- Source data
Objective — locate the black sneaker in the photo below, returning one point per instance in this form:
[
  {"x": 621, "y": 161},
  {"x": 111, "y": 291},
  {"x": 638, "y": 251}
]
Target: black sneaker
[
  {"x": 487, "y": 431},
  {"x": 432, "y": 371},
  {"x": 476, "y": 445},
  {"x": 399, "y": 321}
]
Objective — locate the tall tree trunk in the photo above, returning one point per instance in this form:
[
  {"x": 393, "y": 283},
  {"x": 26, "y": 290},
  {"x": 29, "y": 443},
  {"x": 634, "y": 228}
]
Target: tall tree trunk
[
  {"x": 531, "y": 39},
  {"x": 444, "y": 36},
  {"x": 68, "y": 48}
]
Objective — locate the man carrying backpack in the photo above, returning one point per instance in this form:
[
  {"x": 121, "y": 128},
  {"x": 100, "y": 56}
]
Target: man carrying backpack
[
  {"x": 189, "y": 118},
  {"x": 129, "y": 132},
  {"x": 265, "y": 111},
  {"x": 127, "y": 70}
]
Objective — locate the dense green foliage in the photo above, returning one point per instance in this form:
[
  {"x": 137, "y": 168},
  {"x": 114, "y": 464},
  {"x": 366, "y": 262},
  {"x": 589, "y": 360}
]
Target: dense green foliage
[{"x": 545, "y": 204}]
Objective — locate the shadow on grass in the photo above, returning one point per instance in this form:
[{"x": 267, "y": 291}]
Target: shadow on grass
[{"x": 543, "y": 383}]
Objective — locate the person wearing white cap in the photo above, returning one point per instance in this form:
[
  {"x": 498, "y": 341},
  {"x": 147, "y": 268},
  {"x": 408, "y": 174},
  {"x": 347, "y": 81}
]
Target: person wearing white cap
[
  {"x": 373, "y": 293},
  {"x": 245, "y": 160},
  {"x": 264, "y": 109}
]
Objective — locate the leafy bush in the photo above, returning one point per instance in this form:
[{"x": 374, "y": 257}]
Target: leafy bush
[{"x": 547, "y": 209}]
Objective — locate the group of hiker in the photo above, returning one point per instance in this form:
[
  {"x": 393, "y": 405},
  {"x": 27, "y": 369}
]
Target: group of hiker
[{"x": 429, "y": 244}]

- Goal of the exercise
Check each line above for the string "instance" and copy the ones that have it.

- Written response
Objective — locate the black sneaker in the photo below, returning one point per instance in this form:
Objective — locate the tall tree trunk in the photo above, returning one point per instance in this form:
Objective — locate the man carrying backpack in the photo above, returning one point per instance in this form:
Objective — locate the dense green foliage in the photo above, returning one point per instance in this form:
Objective — locate the shadow on grass in the photo above, returning one point per instance in this form:
Objective — locate the person wearing white cap in the photo above, returning one point per instance in this form:
Objective — locate the leafy bush in the photo above, returning one point per instance in this form:
Objective — locate the group of hiker in the photo above, returning one point per instance in this form:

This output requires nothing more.